## Instruction
Reproduce the entries below in full, word for word.

[Stored data]

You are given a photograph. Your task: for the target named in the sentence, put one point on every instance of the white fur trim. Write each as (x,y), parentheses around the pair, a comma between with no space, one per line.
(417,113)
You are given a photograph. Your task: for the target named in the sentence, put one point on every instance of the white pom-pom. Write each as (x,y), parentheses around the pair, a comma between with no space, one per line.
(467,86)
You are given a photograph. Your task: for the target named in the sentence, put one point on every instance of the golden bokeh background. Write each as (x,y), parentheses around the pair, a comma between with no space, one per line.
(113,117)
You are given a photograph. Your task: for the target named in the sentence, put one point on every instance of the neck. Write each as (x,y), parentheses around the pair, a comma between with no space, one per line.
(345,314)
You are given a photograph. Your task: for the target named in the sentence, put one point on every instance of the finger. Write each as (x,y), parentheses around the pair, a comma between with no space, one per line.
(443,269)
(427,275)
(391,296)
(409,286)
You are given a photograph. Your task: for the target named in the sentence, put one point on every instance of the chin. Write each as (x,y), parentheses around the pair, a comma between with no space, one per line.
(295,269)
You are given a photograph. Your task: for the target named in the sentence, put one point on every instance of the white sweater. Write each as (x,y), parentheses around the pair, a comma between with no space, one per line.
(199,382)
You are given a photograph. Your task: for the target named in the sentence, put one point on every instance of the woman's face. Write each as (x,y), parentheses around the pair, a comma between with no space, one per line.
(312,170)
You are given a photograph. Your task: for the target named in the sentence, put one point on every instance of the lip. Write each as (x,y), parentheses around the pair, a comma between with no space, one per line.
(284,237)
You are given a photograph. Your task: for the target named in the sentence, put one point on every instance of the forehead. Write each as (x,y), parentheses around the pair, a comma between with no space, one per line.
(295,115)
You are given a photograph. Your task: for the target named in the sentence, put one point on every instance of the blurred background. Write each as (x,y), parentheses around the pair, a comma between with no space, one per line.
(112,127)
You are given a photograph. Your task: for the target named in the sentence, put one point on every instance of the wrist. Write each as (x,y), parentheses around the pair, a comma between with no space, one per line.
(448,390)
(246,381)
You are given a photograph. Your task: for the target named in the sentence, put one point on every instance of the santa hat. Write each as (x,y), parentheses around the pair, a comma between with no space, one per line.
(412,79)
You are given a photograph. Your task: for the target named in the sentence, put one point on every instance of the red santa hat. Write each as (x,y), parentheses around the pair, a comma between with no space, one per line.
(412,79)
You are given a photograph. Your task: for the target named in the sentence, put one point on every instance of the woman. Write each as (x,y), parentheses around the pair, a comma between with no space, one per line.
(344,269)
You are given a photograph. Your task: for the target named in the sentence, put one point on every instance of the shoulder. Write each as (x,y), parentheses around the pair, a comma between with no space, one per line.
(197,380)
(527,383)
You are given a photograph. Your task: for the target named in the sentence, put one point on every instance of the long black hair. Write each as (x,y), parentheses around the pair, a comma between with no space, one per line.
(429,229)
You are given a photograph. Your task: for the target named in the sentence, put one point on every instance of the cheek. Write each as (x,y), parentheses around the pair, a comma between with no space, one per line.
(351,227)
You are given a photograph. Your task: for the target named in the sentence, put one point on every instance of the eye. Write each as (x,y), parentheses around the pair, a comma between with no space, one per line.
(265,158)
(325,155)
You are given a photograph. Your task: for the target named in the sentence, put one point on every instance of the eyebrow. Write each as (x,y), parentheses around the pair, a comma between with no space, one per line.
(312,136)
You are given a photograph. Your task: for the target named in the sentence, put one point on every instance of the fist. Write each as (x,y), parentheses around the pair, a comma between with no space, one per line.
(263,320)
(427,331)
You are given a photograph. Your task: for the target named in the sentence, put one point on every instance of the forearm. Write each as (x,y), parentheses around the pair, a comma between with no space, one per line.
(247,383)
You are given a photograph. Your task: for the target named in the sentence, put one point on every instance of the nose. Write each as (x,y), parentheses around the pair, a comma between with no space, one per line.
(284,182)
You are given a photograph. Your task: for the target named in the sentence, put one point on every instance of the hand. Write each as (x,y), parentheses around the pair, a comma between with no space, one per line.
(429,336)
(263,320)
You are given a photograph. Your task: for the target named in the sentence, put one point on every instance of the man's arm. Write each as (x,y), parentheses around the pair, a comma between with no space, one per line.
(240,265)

## Correct output
You are given a photograph. Your task: for the target named in the sentence, put one point on every instance of the white fur trim. Write each as (x,y), parentheses around the pair, a comma between with no space, one per line.
(417,113)
You are given a photograph. Your task: for the target named in the sentence, put one point on every instance of the white pom-pom. Write each as (x,y), parentheses around the pair, a comma between with no space, one per line.
(467,86)
You are given a photograph. Your task: for the target named in the sentence, put one point on every instance of the golden bokeh background. Write each as (x,y), parentheses around the pair, a comma between with no space, one per line.
(113,117)
You are given a photograph. Your task: for the target named in the sentence, put one point on every instance of the neck. Write each as (x,y), parentheses around the pair, a comma between with no space, one per line.
(345,314)
You are given a photograph. Your task: for the target named in the sentence, put one point on every instance of the finger. Write each as (x,y), parentheses around the pair, a comma between with no space, one per line.
(443,269)
(427,275)
(391,296)
(409,286)
You are given a photograph. Your task: for the target named in the sentence, put one point on every instance of the chin. Write each as (x,y), parentheses around the pair, a comma between with no space, one per line.
(295,269)
You are given a photograph. Your task: for the target named in the sentence, put one point on every instance of the white sweater. Write each as (x,y), parentheses around the pair, a comma between with no space, one per line.
(199,382)
You are given a photograph. Your task: for the target named in the sentence, put one point on every instance of the woman's face. Write each as (x,y), parentheses around the pair, a comma between with no space, one per line.
(312,170)
You are given a photograph. Your task: for the target named in the sentence, put one point on every instance of the lip. Write each as (x,y), parentheses around the pair, a comma between with no space, one per line.
(284,237)
You are given a photograph. Your task: for the target named in the sentence, put one point on every instance of the forehead. Write each as (x,y), parentheses around the pair, a comma between with no space, one per line.
(295,115)
You are given a photograph. Your task: for the target named in the sentence, put one point on every instance of the blurred background. Write each as (x,y), parentheses around the pair, a comma between with no space, one per line.
(112,127)
You are given a photograph. Your task: for the target named in the sentence, put one point on every instance of the wrist. Write each as (x,y), parentheses around the pair, a comma between with no space, one per line.
(448,390)
(246,381)
You are given a photograph. Your task: for the target named in the sentence, put one point on every instance of the santa hat. Write each as (x,y), parentheses around the pair, a comma between with no space, one per line.
(412,79)
You are given a photograph. Your task: for the target named in the sentence, put one point on every instance of the red santa hat. Write each as (x,y), parentheses around the pair, a comma between with no space, one per line.
(412,79)
You are given a photograph. Your task: for the target named in the sentence, put one point on every instance of the woman. Write each as (x,y), parentheses around the pair, a comma between with no space, one per line.
(344,269)
You are given a photograph. Your task: for the target named in the sentence, put one point on every instance of the shoulder. Write each as (x,y), parentheses around the pair, a comma between with no space, one per line.
(197,380)
(527,383)
You are given a photograph. Your task: for the target named in the sentence, put one point on every instance of the long black hair. Write each as (x,y), parentheses around the pair, a comma between with no space, one per line.
(429,229)
You are given a photograph. Your task: for the target named in the sentence, put one point on every instance of the cheek. Write each as (x,y), parentheses around the pair, a comma between with no space, one per line.
(351,227)
You are given a photograph. Your task: for the target named in the sentence, put one point on every instance of the eye. Write each as (x,y), parentheses around the pair, a comma between with no space, one per line.
(265,158)
(325,155)
You are given a photograph. Your task: for the target named in the sentence, put one point on every instance of the eyebrow. Write each as (x,y), parentheses around the pair, a comma between with no space, one per line.
(312,136)
You are given a photograph. Your task: for the target named in the sentence, put one point on every instance of the fist. Write each as (x,y), parentheses around the pair, a comma between with no space, one per line.
(263,320)
(427,331)
You are given a photograph. Your task: for the target named in the sentence, put one point on every instance of the forearm. Write each as (x,y), parentheses around the pair, a comma between with no space, one per line.
(247,383)
You are given a photograph. Your task: for the target named in the sentence, put one point on every instance of the nose. Write each as (x,y), parentheses around the pair, a comma between with no space, one per line.
(284,182)
You are given a photograph. Your task: for the target named in the sentence, put one point on every instance of the hand. Write each as (x,y), parentheses around the pair, a comma between with no space, one per line.
(429,336)
(263,320)
You are given a photograph. Your task: for the target named in the sentence, put one point on every instance of the man's arm. Write each as (x,y), parentheses around the pair, a comma between with no space, one per line.
(240,265)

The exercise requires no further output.